Your instructions:
Two lines mark the range in the entries below: the one holding "phrase -- green vegetation" and the one holding "phrase -- pine tree". Set down those two and all lines between them, exactly.

Records for the exercise:
╭──
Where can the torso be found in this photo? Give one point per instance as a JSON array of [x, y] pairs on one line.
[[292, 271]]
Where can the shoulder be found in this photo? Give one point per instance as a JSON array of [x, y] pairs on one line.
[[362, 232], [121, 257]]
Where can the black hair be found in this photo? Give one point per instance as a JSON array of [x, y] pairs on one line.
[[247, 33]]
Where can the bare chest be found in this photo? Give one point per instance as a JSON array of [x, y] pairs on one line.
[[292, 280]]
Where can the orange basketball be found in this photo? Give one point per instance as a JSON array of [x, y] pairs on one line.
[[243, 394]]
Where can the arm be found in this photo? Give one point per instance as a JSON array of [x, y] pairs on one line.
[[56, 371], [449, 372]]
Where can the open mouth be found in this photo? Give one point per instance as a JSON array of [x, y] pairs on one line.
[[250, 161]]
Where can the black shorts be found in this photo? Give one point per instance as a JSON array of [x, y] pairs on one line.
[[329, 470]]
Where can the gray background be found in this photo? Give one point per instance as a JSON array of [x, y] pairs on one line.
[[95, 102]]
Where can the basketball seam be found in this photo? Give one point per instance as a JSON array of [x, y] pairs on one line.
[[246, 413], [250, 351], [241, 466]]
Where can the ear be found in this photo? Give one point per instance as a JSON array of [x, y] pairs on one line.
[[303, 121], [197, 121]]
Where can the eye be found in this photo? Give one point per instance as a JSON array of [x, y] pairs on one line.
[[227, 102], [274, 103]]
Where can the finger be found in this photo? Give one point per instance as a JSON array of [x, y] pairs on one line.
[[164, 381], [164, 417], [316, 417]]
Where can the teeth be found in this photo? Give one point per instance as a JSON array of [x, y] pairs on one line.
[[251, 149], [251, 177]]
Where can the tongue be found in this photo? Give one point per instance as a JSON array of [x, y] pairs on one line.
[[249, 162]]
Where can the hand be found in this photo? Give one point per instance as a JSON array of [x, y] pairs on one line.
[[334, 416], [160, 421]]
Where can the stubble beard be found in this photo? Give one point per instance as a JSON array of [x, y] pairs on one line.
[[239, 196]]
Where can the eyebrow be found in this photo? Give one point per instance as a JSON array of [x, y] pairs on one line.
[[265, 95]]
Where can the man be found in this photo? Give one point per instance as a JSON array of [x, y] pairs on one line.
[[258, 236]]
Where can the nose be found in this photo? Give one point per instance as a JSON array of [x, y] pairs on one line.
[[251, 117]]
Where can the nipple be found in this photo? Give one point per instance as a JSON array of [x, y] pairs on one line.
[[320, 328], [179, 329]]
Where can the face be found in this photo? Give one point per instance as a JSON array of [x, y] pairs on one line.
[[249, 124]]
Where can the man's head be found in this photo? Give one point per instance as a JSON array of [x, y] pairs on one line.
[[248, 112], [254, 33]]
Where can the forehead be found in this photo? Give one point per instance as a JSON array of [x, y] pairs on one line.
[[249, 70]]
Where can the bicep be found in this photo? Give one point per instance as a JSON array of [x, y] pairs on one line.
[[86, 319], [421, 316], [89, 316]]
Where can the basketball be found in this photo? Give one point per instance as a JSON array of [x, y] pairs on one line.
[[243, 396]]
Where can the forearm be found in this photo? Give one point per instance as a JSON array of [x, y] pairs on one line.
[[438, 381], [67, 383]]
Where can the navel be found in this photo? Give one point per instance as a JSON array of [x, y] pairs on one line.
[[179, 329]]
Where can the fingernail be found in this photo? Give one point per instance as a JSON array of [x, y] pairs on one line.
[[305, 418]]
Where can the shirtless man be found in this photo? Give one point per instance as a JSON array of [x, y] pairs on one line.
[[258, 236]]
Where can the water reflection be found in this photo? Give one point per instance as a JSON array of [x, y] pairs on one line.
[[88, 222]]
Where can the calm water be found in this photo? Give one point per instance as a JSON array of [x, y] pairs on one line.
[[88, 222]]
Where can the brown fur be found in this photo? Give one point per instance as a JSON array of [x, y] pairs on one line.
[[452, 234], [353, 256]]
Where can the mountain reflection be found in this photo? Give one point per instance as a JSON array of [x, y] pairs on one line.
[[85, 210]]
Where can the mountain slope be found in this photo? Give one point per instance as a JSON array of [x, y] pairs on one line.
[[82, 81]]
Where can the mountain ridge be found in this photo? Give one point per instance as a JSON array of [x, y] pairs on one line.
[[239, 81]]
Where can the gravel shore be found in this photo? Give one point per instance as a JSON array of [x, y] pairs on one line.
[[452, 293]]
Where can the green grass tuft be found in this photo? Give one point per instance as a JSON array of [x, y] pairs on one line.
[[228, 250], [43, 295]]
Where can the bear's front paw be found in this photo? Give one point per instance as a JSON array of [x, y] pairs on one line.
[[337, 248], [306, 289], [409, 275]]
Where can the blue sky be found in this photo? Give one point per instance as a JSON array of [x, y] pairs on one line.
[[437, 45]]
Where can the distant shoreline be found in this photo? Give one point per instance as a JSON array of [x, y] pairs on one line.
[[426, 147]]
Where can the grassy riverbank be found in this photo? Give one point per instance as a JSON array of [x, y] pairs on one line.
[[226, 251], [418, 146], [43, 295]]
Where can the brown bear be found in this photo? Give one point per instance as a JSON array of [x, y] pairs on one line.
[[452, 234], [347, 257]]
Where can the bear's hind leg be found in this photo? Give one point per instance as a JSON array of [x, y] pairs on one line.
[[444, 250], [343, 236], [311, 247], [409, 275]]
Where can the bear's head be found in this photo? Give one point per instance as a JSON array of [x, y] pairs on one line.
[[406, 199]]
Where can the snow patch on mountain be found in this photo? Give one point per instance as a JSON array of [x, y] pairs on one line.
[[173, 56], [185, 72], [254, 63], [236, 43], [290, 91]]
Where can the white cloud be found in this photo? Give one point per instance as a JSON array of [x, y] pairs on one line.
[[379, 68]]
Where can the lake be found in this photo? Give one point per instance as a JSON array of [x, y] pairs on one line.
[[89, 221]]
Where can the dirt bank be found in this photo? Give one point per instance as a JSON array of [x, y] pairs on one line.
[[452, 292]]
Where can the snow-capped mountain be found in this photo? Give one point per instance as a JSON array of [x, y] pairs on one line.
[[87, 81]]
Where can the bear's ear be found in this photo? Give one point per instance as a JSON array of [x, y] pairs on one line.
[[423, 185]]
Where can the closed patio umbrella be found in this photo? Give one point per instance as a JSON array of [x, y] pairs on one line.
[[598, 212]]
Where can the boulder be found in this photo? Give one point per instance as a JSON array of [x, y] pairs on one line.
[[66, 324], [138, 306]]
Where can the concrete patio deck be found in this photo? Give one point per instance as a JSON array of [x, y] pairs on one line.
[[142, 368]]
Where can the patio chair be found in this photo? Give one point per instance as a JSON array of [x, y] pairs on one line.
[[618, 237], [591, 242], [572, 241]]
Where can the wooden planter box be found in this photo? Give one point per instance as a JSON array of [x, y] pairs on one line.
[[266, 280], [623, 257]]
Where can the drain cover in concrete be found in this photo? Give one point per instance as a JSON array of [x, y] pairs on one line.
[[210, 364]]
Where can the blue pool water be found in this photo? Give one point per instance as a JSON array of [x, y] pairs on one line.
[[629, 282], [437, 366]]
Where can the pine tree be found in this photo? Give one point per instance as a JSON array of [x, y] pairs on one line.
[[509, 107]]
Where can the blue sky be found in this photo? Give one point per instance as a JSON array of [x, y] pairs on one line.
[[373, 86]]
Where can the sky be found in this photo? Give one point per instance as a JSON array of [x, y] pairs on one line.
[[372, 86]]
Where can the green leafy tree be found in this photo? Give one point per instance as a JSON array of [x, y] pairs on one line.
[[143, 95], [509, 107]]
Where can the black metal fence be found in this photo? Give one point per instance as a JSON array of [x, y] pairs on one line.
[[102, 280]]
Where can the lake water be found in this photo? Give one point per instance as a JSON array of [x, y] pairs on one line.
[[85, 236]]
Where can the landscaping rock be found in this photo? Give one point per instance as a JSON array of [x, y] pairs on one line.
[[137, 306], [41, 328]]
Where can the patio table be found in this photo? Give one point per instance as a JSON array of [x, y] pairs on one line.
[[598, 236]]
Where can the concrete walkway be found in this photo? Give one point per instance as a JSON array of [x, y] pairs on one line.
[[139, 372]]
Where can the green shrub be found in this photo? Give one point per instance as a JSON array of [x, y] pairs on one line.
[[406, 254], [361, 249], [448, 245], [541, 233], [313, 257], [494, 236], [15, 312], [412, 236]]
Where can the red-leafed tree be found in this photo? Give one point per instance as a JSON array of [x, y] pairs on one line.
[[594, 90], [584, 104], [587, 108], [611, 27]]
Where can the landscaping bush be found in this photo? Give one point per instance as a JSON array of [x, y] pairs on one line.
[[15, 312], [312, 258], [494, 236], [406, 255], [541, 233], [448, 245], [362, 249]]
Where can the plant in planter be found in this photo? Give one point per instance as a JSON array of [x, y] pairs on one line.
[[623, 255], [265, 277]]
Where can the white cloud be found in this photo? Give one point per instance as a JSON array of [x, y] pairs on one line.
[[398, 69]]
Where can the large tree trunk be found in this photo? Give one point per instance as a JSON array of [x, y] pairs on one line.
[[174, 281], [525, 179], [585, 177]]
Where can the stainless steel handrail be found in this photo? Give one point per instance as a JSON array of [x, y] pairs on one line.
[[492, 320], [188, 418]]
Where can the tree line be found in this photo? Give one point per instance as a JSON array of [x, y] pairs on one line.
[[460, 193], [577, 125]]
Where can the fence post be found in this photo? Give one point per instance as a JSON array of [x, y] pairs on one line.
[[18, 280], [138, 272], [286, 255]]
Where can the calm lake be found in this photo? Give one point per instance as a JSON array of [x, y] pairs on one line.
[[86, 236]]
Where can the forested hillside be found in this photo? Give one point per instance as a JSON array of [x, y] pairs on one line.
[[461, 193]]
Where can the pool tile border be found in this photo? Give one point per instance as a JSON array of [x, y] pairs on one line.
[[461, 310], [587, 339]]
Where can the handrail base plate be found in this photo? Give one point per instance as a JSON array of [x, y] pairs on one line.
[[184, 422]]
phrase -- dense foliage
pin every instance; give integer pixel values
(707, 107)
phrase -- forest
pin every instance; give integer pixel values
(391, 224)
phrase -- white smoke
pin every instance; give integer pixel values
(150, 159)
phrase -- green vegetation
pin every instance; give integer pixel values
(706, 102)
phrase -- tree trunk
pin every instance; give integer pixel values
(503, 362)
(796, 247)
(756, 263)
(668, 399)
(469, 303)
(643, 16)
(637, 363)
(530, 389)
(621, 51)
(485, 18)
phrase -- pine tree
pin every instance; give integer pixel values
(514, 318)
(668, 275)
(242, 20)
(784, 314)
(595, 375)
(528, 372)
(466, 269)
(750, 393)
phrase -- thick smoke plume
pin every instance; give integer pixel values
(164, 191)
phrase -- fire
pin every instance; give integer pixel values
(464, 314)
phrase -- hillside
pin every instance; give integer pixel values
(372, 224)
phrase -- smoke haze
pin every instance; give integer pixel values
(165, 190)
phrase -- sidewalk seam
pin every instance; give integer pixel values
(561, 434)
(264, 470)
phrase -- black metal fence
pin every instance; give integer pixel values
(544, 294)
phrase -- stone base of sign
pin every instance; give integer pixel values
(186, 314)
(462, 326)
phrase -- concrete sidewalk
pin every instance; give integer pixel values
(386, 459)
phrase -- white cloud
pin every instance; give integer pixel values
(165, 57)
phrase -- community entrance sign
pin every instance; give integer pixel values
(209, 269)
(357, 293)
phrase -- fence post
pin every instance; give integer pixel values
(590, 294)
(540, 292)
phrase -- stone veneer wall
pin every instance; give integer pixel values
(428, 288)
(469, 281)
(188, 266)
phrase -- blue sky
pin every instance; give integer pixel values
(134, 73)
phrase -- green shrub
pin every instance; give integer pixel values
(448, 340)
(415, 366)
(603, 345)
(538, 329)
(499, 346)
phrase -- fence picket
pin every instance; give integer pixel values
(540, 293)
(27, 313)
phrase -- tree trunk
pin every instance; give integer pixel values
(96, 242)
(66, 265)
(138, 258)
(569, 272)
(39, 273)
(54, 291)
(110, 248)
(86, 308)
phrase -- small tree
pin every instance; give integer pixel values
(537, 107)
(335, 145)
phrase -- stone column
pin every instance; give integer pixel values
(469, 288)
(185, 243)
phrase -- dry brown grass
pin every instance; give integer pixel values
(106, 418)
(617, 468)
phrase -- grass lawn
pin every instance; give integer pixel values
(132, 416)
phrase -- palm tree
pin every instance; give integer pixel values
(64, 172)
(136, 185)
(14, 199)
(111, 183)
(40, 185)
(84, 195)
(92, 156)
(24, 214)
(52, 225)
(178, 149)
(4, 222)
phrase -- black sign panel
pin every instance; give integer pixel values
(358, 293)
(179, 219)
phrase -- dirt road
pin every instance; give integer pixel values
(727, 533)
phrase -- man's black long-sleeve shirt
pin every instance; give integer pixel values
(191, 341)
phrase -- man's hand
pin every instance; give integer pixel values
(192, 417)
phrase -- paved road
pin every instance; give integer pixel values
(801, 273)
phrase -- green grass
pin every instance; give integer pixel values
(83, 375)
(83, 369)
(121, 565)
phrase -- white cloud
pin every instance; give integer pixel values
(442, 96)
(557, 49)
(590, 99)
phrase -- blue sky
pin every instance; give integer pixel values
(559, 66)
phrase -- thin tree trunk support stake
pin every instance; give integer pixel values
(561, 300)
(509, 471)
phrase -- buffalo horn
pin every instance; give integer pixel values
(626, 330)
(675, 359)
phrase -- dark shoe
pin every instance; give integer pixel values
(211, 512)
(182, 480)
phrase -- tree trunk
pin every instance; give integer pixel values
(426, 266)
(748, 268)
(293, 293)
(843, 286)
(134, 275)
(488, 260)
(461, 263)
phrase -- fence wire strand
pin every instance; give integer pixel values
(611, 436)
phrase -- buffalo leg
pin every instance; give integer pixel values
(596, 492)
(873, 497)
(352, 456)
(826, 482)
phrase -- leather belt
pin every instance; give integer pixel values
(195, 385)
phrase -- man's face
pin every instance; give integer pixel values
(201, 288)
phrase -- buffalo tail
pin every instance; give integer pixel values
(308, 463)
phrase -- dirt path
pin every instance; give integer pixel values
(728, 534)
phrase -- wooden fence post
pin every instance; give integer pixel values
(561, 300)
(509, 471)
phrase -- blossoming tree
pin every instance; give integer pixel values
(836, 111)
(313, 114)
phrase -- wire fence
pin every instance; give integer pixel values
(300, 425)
╰──
Solved exercise:
phrase -- green vegetation
pin every instance; give integer pixel values
(706, 102)
phrase -- tree trunk
pin every instance; give integer pixel values
(503, 362)
(796, 247)
(756, 263)
(668, 399)
(469, 303)
(643, 16)
(637, 363)
(530, 389)
(621, 51)
(485, 18)
phrase -- pine tree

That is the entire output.